What is needed: Extract each line of the items below that contains the word "sheet", and copy those lines in full.

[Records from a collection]
***

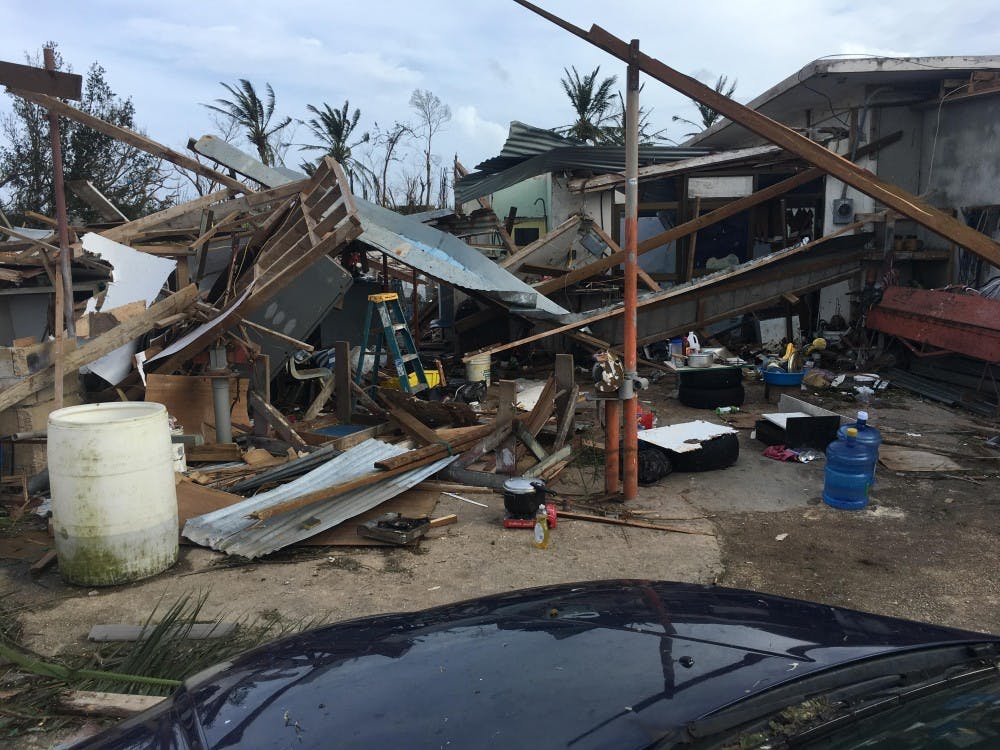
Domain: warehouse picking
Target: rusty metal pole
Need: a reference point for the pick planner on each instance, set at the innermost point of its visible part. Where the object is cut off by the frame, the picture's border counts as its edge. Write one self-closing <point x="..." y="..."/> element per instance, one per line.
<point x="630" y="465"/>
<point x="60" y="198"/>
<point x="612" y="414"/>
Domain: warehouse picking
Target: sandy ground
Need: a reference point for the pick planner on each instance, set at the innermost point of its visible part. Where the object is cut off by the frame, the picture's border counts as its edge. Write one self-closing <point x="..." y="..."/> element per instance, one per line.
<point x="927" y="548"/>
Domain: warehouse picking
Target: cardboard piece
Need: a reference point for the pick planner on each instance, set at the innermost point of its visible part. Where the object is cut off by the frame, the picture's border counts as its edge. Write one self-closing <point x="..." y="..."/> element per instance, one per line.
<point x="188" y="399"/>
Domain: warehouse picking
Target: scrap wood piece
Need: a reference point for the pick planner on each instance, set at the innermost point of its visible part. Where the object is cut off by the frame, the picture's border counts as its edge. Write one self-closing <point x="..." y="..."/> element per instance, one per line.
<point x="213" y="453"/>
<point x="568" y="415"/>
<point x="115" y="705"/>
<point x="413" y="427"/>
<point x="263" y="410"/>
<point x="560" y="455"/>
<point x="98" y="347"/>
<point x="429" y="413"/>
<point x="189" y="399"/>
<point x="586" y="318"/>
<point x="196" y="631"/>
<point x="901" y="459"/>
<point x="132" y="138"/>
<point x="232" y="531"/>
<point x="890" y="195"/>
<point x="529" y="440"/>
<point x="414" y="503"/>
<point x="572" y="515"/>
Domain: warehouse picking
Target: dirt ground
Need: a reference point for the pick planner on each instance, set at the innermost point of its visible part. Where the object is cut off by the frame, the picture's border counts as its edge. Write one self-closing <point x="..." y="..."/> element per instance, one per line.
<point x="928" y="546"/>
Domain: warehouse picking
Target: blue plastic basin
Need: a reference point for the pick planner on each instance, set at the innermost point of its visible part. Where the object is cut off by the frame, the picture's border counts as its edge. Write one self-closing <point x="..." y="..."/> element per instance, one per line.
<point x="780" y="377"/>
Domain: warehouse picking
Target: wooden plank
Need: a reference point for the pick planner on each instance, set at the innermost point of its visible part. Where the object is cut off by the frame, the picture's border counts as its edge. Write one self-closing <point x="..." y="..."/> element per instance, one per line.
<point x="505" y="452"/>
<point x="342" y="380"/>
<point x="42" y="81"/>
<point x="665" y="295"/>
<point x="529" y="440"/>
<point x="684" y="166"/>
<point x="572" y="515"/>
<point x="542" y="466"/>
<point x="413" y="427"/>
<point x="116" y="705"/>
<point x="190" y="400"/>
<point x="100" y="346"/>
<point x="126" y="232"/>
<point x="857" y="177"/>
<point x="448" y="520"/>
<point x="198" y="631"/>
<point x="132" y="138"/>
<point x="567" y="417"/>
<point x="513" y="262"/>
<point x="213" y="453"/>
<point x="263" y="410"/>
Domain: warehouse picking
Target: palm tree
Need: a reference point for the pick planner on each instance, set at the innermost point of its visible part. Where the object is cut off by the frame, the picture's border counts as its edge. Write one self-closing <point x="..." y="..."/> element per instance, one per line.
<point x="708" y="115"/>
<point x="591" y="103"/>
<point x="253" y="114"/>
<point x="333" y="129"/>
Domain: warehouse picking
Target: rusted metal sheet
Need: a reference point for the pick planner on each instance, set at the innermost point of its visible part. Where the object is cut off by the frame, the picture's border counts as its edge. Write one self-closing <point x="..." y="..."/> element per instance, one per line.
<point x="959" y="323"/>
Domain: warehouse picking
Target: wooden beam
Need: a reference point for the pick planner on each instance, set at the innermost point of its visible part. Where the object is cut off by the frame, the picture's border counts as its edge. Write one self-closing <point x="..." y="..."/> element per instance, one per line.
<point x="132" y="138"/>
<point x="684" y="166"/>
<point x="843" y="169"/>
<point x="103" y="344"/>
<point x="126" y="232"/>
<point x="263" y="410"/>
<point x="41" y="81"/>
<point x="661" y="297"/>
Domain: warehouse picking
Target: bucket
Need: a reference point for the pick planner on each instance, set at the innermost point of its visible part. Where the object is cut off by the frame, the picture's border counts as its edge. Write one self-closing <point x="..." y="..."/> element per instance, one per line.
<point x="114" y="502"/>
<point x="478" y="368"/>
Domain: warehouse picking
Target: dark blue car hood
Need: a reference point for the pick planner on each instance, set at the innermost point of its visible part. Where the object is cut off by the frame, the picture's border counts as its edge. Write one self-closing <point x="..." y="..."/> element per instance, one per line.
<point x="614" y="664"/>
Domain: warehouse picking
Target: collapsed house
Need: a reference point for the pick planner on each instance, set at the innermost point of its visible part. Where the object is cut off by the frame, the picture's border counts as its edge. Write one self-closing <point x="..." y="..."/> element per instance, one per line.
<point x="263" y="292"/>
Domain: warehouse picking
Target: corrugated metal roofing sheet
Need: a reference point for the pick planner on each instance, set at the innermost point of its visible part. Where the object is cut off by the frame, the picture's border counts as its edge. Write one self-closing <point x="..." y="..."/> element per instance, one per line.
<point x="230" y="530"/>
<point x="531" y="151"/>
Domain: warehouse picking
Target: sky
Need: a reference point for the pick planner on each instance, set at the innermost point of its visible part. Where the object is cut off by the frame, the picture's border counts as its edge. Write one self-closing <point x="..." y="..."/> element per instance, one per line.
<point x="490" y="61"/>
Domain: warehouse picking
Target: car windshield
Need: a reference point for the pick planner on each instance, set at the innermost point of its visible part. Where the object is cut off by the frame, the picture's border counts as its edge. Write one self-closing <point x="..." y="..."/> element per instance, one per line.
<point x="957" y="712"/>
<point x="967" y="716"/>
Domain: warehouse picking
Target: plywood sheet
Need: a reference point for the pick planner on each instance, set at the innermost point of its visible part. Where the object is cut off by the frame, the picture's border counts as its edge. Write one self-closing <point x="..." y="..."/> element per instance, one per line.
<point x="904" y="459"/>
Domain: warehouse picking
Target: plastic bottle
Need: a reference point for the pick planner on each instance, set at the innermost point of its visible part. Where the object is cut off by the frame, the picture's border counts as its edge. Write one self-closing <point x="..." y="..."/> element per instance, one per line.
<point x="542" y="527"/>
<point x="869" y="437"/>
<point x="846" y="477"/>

***

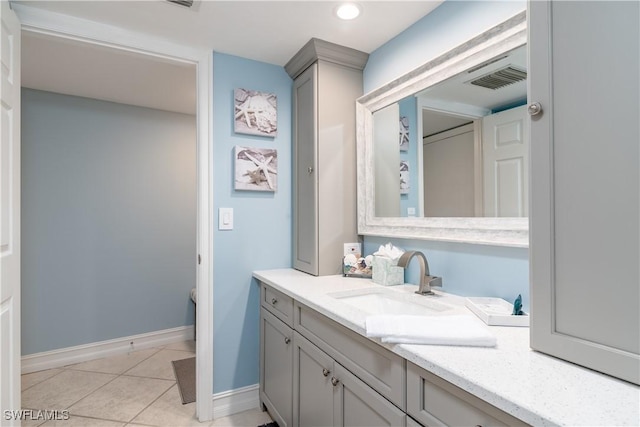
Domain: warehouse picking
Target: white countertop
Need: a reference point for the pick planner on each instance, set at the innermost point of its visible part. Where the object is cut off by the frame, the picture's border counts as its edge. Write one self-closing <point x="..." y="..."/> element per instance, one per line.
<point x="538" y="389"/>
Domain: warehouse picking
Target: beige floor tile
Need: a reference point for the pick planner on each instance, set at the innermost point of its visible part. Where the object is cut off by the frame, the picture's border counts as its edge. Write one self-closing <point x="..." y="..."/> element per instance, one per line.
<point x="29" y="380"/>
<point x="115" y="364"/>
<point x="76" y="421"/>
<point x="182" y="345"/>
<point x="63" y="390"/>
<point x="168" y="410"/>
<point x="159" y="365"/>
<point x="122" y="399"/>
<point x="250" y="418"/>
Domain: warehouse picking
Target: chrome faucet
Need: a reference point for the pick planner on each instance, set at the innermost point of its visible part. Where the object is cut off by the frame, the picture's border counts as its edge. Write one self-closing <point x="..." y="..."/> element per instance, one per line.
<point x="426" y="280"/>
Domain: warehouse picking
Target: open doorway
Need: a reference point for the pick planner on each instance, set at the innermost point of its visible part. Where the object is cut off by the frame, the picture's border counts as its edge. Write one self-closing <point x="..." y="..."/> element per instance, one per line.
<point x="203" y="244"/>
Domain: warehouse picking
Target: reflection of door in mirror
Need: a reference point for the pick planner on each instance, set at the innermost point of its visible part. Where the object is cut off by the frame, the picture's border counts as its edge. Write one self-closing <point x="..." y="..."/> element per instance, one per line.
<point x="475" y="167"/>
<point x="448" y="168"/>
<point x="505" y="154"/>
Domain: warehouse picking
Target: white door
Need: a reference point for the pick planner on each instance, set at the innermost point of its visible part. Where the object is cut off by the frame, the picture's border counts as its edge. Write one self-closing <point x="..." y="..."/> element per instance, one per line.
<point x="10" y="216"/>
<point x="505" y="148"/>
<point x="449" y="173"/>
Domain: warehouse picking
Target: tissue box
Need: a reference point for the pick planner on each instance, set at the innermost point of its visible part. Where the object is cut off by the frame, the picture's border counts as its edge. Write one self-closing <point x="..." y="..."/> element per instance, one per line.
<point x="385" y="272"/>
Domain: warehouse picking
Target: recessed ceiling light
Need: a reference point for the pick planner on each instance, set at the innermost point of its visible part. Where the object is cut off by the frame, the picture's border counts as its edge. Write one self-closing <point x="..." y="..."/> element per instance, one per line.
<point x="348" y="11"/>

***

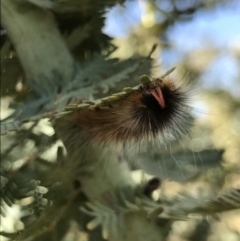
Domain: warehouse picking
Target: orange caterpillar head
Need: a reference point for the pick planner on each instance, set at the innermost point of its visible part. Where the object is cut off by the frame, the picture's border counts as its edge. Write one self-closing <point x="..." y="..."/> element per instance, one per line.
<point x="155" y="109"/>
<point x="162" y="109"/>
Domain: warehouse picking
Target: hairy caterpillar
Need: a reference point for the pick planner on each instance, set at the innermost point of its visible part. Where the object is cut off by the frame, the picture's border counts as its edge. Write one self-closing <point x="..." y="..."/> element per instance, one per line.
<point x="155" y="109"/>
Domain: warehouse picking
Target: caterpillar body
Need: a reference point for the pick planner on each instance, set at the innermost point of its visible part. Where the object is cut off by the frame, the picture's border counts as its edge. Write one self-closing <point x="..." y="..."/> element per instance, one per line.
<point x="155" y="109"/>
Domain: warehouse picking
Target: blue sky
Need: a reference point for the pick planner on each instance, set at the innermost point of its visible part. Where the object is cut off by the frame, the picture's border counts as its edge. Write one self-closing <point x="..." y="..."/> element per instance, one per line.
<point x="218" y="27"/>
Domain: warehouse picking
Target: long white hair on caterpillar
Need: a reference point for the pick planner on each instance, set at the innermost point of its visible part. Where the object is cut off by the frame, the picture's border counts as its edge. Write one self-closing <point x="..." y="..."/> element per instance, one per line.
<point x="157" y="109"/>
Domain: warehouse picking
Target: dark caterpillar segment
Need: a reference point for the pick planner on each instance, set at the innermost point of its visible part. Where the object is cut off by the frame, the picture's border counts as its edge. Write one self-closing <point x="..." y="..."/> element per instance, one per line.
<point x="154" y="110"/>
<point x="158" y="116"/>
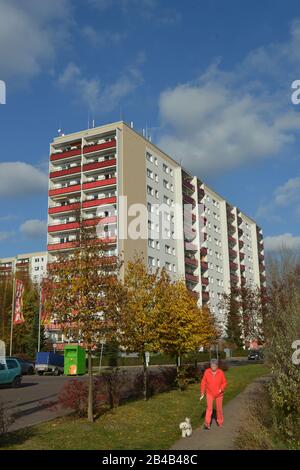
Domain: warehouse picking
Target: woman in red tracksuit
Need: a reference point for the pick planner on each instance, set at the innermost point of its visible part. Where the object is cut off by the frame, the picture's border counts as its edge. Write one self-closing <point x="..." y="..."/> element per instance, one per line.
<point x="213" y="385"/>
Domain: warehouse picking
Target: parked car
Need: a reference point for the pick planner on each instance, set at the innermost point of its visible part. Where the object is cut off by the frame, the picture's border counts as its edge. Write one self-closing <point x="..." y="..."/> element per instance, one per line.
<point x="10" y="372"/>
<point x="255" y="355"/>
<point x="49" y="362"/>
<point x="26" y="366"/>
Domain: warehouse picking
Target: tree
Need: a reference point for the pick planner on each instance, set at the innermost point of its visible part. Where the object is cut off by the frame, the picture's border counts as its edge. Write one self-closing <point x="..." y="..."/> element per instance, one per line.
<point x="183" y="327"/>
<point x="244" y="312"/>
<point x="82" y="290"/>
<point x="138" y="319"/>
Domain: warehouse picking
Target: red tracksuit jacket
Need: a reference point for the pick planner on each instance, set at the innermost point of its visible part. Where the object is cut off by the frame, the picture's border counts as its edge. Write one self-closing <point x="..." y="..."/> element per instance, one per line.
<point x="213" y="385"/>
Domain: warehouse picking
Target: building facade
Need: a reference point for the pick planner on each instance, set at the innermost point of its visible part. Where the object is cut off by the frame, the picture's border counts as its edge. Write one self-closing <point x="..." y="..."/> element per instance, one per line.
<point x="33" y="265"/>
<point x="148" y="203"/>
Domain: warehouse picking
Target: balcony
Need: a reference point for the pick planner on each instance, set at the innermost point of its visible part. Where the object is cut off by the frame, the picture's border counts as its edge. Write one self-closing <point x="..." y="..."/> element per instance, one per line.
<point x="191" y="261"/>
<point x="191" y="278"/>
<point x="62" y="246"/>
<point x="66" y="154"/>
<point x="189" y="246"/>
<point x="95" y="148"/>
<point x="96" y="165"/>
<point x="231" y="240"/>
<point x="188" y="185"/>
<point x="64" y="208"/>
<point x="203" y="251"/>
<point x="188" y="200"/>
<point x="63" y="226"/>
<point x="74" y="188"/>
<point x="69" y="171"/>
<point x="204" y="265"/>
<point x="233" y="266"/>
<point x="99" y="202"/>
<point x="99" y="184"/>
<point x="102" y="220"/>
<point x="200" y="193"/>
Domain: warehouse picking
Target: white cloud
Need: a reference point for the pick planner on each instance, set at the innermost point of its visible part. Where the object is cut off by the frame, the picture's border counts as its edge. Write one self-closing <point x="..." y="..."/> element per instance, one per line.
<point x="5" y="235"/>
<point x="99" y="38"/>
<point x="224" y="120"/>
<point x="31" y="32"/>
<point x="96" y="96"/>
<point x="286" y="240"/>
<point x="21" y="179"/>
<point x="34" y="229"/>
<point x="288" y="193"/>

***

Task answer:
Target: rusted metal sheet
Target: corrugated metal roofing sheet
Target: plywood sheet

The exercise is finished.